(TEXT SHOWN)
Re: Parallel INSERT (INTO ... SELECT ...)

From: Amit Kapila <amit(dot)kapila16(at)gmail(dot)com>
To: Greg Nancarrow <gregn4422(at)gmail(dot)com>
Cc: Amit Langote <amitlangote09(at)gmail(dot)com>, "Hou, Zhijie" <houzj(dot)fnst(at)cn(dot)fujitsu(dot)com>, PostgreSQL Hackers <pgsql-hackers(at)lists(dot)postgresql(dot)org>, vignesh C <vignesh21(at)gmail(dot)com>, David Rowley <dgrowleyml(at)gmail(dot)com>, Tom Lane <tgl(at)sss(dot)pgh(dot)pa(dot)us>, "Tsunakawa, Takayuki" <tsunakawa(dot)takay(at)fujitsu(dot)com>, "Tang, Haiying" <tanghy(dot)fnst(at)cn(dot)fujitsu(dot)com>
Subject: Re: Parallel INSERT (INTO ... SELECT ...)
Date: 2021-03-03 09:46:17
Message-ID: CAA4eK1LXHX3a+GrBTFcu6P5iw8mpQCDmT+wkWUH5FRf6xj4TmQ@mail.gmail.com
Views: Raw Message | Whole Thread | Download mbox | Resend email
Thread:
Lists: pgsql-hackers

On Wed, Mar 3, 2021 at 12:52 PM Greg Nancarrow <gregn4422(at)gmail(dot)com> wrote:
>
> On Tue, Mar 2, 2021 at 11:19 PM Amit Kapila <amit(dot)kapila16(at)gmail(dot)com> wrote:
> >
> > On Mon, Mar 1, 2021 at 9:08 AM Greg Nancarrow <gregn4422(at)gmail(dot)com> wrote:
>
> > 2.
> > /*
> > + * Prepare for entering parallel mode by assigning a
> > + * FullTransactionId, to be included in the transaction state that is
> > + * serialized in the parallel DSM.
> > + */
> > + (void) GetCurrentTransactionId();
> > + }
> >
> > Similar to the previous comment this also seems to indicate that we
> > require TransactionId for workers. If that is not the case then this
> > comment also needs to be modified.
> >
>
> I'll update to comment to remove the part about the serialization (as
> this always happens, not a function of the patch) and mention it is
> needed to avoid attempting to assign a FullTransactionId in
> parallel-mode.
>

Okay, but just use TransactionId in comments if there is a need, we
still don't use FullTransactionId for the heap.

> > 4.
> > * Assess whether it's feasible to use parallel mode for this query. We
> > * can't do this in a standalone backend, or if the command will try to
> > - * modify any data, or if this is a cursor operation, or if GUCs are set
> > - * to values that don't permit parallelism, or if parallel-unsafe
> > - * functions are present in the query tree.
> > + * modify any data using a CTE, or if this is a cursor operation, or if
> > + * GUCs are set to values that don't permit parallelism, or if
> > + * parallel-unsafe functions are present in the query tree.
> >
> > This comment change is not required because this is quite similar to
> > what we do for CTAS. Your further comment changes in this context are
> > sufficient.
>
> An INSERT modifies data, so according to the original comment, then
> it's not feasible to use parallel mode, because the command tries to
> modify data ("We can't do this in a standalone backend, or if the
> command will try to modify any data ...").

(TASKS AND EXERCISES)
**a)** Copy out, word for word, the stretch of the parallel INSERT email from "On Wed, Mar" through "the parallel DSM.".
**b)** In the parallel INSERT email, what does Amit Kapila say is still not used for the heap?
**c)** Continue the parallel INSERT email, starting right after its last sentence.

(RECORD EXTRACTS)
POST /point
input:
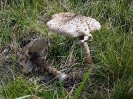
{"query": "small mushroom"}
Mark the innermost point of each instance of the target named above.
(75, 25)
(33, 55)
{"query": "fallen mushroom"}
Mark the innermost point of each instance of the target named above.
(33, 55)
(75, 25)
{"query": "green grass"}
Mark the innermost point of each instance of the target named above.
(112, 71)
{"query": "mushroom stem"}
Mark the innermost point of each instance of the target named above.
(86, 52)
(61, 76)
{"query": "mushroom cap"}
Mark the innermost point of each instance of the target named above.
(73, 25)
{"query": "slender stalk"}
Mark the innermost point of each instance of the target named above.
(86, 52)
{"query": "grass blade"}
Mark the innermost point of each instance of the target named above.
(82, 84)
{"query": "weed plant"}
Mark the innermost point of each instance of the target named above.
(111, 49)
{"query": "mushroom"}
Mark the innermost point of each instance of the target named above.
(75, 25)
(33, 55)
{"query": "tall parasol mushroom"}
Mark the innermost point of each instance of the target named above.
(75, 25)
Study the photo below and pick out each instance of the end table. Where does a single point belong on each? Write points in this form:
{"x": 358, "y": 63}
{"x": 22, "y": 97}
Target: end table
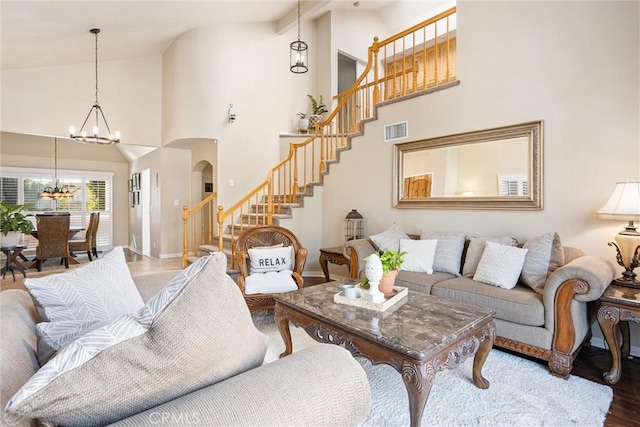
{"x": 618, "y": 306}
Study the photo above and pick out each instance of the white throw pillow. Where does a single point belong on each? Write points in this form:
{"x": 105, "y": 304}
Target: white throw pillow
{"x": 448, "y": 252}
{"x": 545, "y": 256}
{"x": 419, "y": 255}
{"x": 389, "y": 240}
{"x": 265, "y": 259}
{"x": 475, "y": 249}
{"x": 500, "y": 265}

(RESPONSES PER TASK)
**a)**
On Wed, Mar 3, 2021 at 12:52 PM Greg Nancarrow <gregn4422(at)gmail(dot)com> wrote:
>
> On Tue, Mar 2, 2021 at 11:19 PM Amit Kapila <amit(dot)kapila16(at)gmail(dot)com> wrote:
> >
> > On Mon, Mar 1, 2021 at 9:08 AM Greg Nancarrow <gregn4422(at)gmail(dot)com> wrote:
>
> > 2.
> > /*
> > + * Prepare for entering parallel mode by assigning a
> > + * FullTransactionId, to be included in the transaction state that is
> > + * serialized in the parallel DSM.

**b)** FullTransactionId is still not used for the heap.

**c)**
> Except now we need to use parallel-mode for "INSERT with parallel
> SELECT", and INSERT is a command that modifies data.
> So isn't the comment change actually needed?
>

If we want to change, we can say "if the command will try to modify
any data except for inserts ..." or something like that but saying
only about CTE is not correct because then what about updates and
deletes.

>
> >
> > 5.
> > + (IsModifySupportedInParallelMode(parse->commandType) &&
> > + is_parallel_possible_for_modify(parse))) &&
> >
> > I think it would be better if we move the check
> > IsModifySupportedInParallelMode inside
> > is_parallel_possible_for_modify.
>
> The reason it is done outside of is_parallel_possible_for_modify() is
> to avoid the function overhead of calling
> is_parallel_possible_for_modify() for SELECT statements, only to
> return without doing anything. Note also that
> IsModifySupportedInParallelMode() is an inline function.
>

I don't see any reason to be worried about that here. It is more
important for code and checks to look simpler.

> >Also, it might be better to name this
> > function as is_parallel_allowed_for_modify.
>
> I do tend to think that in this case "possible" is better than "allowed".
> Only the "parallel_dml" GUC test is checking for something that is "allowed".
> The other two checks are checking for things that determine whether
> parallel-mode is even "possible".
>

I think I don't like this proposed name for the function. See, if you
can think of something better.

> >
> > 6.
> > @@ -260,6 +265,21 @@ set_plan_references(PlannerInfo *root, Plan *plan)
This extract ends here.